— Begin —

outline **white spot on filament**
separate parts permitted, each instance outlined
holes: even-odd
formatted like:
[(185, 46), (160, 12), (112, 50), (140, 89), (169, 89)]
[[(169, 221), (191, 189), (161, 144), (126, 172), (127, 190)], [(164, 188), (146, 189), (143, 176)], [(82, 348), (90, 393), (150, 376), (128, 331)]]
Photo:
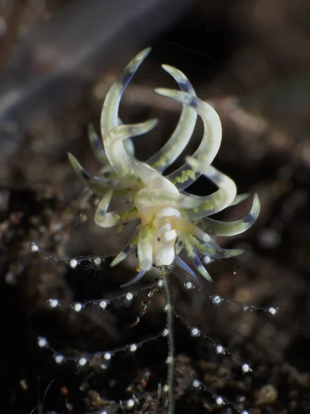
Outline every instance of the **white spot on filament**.
[(63, 355), (55, 355), (54, 357), (57, 364), (61, 364), (61, 362), (63, 362), (63, 359), (65, 359), (65, 357)]
[(100, 266), (101, 264), (101, 259), (100, 257), (96, 257), (96, 259), (94, 259), (94, 263), (96, 264), (96, 266)]
[(38, 345), (40, 348), (44, 348), (45, 346), (47, 346), (48, 341), (46, 340), (46, 338), (44, 337), (39, 337)]
[(51, 308), (56, 308), (59, 305), (58, 299), (49, 299), (48, 304)]
[(191, 329), (191, 335), (194, 337), (199, 336), (200, 333), (199, 332), (199, 329), (197, 328), (192, 328)]
[(193, 381), (193, 386), (194, 386), (195, 388), (198, 388), (198, 386), (200, 386), (200, 382), (198, 381), (198, 379), (194, 379)]
[(223, 404), (225, 404), (224, 400), (222, 398), (222, 397), (220, 395), (218, 395), (218, 397), (216, 397), (216, 402), (218, 405), (223, 405)]
[(216, 353), (225, 353), (225, 351), (222, 345), (216, 345)]
[(278, 313), (278, 309), (271, 306), (268, 309), (268, 312), (271, 315), (276, 315)]
[(138, 346), (136, 345), (136, 344), (132, 344), (130, 346), (130, 349), (131, 351), (131, 352), (135, 352), (138, 348)]
[(30, 250), (32, 252), (39, 252), (39, 247), (36, 243), (32, 243), (30, 244)]
[(76, 312), (80, 312), (82, 310), (82, 304), (75, 304), (74, 306), (74, 309)]
[(79, 262), (76, 259), (72, 259), (72, 260), (70, 260), (69, 262), (69, 266), (70, 266), (70, 268), (72, 269), (75, 269), (75, 268), (77, 266), (78, 264), (79, 264)]
[(80, 365), (81, 366), (84, 366), (84, 365), (86, 364), (87, 360), (86, 359), (86, 358), (84, 358), (84, 357), (82, 357), (81, 358), (80, 358), (79, 359), (79, 365)]
[(107, 306), (107, 301), (102, 300), (99, 304), (99, 306), (101, 308), (101, 309), (105, 309), (105, 308)]
[(128, 292), (128, 293), (126, 294), (127, 300), (132, 300), (133, 298), (134, 298), (134, 295), (132, 295), (132, 293), (131, 292)]
[(252, 371), (251, 366), (248, 364), (242, 364), (241, 369), (242, 370), (242, 373), (244, 374), (246, 373), (249, 373)]
[(192, 283), (192, 282), (187, 282), (185, 283), (185, 288), (188, 290), (189, 289), (192, 289), (193, 288), (193, 284)]
[(133, 400), (132, 398), (128, 400), (126, 405), (127, 408), (132, 408), (132, 407), (134, 406), (134, 400)]
[(220, 302), (222, 302), (222, 299), (219, 296), (216, 295), (215, 296), (213, 297), (213, 302), (216, 305), (218, 305), (218, 304), (220, 304)]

— End —

* **Given exercise**: Can you write out everything from the first of the lines down to and including the line containing "315), (276, 315)]", replacing "filament" with "thread" and keeping all else unchanged? Leave the pictures out.

* **Response to this task**:
outline **white spot on thread**
separate parts permitted, each instance outlined
holes: even-odd
formatted like:
[(185, 46), (160, 12), (112, 50), (140, 89), (169, 89)]
[[(169, 221), (191, 189), (161, 144), (126, 172), (127, 190)], [(164, 188), (146, 189), (143, 176)], [(82, 348), (90, 393), (150, 376), (128, 331)]]
Photo:
Outline every instance of the **white spot on thread**.
[(63, 355), (55, 355), (54, 357), (57, 364), (61, 364), (61, 362), (63, 362), (63, 359), (65, 359), (65, 357)]
[(100, 266), (101, 264), (101, 259), (100, 257), (96, 257), (96, 259), (94, 259), (94, 263), (96, 264), (96, 266)]
[(38, 345), (40, 348), (44, 348), (45, 346), (47, 346), (48, 341), (46, 340), (46, 338), (44, 337), (39, 337)]
[(51, 308), (56, 308), (59, 305), (58, 299), (49, 299), (48, 304)]
[(191, 329), (191, 335), (194, 337), (199, 336), (200, 333), (199, 332), (199, 329), (197, 328), (192, 328)]
[(193, 381), (193, 386), (194, 386), (195, 388), (198, 388), (198, 386), (200, 386), (200, 382), (198, 381), (198, 379), (194, 379)]
[(223, 404), (225, 404), (224, 400), (222, 398), (222, 397), (220, 395), (218, 395), (218, 397), (216, 397), (216, 402), (218, 405), (223, 405)]
[(216, 353), (225, 353), (225, 351), (222, 345), (216, 345)]
[(278, 313), (278, 309), (271, 306), (268, 309), (268, 312), (271, 315), (276, 315)]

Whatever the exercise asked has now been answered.